» **PROVIDED RECORDS**:
□ □ □ □ □

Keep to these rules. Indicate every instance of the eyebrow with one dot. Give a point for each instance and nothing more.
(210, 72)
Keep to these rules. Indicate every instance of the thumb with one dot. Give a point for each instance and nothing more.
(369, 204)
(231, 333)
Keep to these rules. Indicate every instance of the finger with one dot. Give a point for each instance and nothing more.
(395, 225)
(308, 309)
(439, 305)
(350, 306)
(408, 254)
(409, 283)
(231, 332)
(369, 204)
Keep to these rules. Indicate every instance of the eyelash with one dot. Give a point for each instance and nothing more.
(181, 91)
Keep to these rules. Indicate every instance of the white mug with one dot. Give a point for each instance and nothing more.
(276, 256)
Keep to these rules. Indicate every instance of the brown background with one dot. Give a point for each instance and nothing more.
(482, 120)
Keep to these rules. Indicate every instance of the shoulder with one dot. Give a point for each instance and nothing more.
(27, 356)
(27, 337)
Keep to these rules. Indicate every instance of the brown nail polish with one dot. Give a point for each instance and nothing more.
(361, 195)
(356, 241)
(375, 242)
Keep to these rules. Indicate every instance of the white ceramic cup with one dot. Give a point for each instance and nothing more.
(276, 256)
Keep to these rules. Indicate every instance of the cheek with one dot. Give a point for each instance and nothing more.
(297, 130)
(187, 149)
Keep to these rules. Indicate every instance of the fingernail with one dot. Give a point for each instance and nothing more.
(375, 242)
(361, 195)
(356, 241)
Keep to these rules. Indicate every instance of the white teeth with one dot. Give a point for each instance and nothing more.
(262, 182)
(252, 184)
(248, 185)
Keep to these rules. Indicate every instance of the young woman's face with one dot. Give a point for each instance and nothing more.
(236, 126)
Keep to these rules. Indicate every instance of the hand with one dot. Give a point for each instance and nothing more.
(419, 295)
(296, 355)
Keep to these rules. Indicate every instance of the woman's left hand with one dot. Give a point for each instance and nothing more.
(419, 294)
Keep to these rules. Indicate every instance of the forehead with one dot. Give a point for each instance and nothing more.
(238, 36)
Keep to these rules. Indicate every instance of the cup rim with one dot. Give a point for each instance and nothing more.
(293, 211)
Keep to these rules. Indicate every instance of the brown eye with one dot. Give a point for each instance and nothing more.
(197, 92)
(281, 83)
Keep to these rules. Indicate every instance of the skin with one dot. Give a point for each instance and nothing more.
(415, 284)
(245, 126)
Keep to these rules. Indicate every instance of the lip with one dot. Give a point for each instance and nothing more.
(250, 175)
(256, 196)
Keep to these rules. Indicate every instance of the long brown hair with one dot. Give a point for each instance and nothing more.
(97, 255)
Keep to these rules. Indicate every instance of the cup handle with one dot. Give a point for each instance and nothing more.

□ □ □ □ □

» **EXERCISE PROMPT**: Nothing in the listing should be left out; repeat it exactly.

» **REPLY TO THE TASK**:
Keep to these rules. Indicate every instance of the eyebrow with one dot. Give a point for each instance and nothing more.
(210, 72)
Keep to these rules. Indicate every instance of the thumb with one dot. Give a point for each instance and nothing more.
(369, 204)
(231, 333)
Keep to these rules. Indicate every instance of the finger with one dot. Give a point for each instance and nothing more.
(395, 225)
(308, 309)
(439, 305)
(350, 306)
(408, 254)
(409, 283)
(231, 332)
(369, 204)
Keep to these rules. Indicate every instance of the eyelash with one dot. Give a point for each instance and nothing more.
(181, 91)
Keep to these rules. Indicate every instance of the white mug with one dot. Give a point for each instance and nothing more.
(276, 256)
Keep to these rules. Indicate every instance of the brown background with one dot. Give a point for each instance and nothing more.
(482, 120)
Keep to these rules. Indicate every instance of the shoulder with one dot. Give a point for each instance and nothing more.
(27, 356)
(27, 337)
Keep to these rules. Indicate every instance of the brown nail polish with one dot. Give a point for each instance and nothing more.
(361, 195)
(356, 241)
(375, 242)
Keep to these rules. Indicate every instance of the white ceramic cup with one dot. Give a point for each instance and nothing more.
(276, 256)
Keep to these rules. Indicate every instance of the cheek with one dot. Give a point for each instance and nothing more.
(297, 130)
(187, 149)
Keep to these rules. Indicate every instance of the fingernail with one dot. Give a point for each instance and nothing more.
(375, 242)
(361, 195)
(356, 241)
Keep to these rules. Indicate every instance of the white teeth with one dot. Give a point for each instance and nothing more.
(262, 182)
(252, 184)
(248, 185)
Keep to these rules. Indicate every instance of the young woman's face with one dot. Give a point for each instance and nothing more.
(236, 126)
Keep to these rules. Indicate every instance of the hand with one dot. Give a point for each instance and nothing more.
(419, 295)
(296, 355)
Keep to these rules. Indicate every instance of the woman's left hand with one dot. Give a point for each instance and nothing more.
(419, 294)
Keep to these rules. Indicate every instance of the forehead with one dot. Give a point for each instance and nothing more.
(238, 36)
Keep to these rules. Indicate every instance of the cup rim with one dot. Give a point for each instance and nothing more.
(293, 211)
Keep to these rules. Indicate every instance of the brown eye with one dot. Give a point for each instance and nothing more.
(197, 92)
(281, 83)
Keep to these rules. Indicate every instance of the skin with one dot. Give a point for each instance and nothing more.
(415, 284)
(245, 126)
Keep to these rules. Indicate every instance of the lip with one dot. Give a point for each instance and nothing more.
(250, 175)
(256, 196)
Keep to these rules. Indicate every instance of the long brown hair with one dot. Give a point for each instance and nothing more.
(97, 255)
Keep to these rules. Indicate every instance of the cup handle with one dot. Give a point for each instance and nothing more.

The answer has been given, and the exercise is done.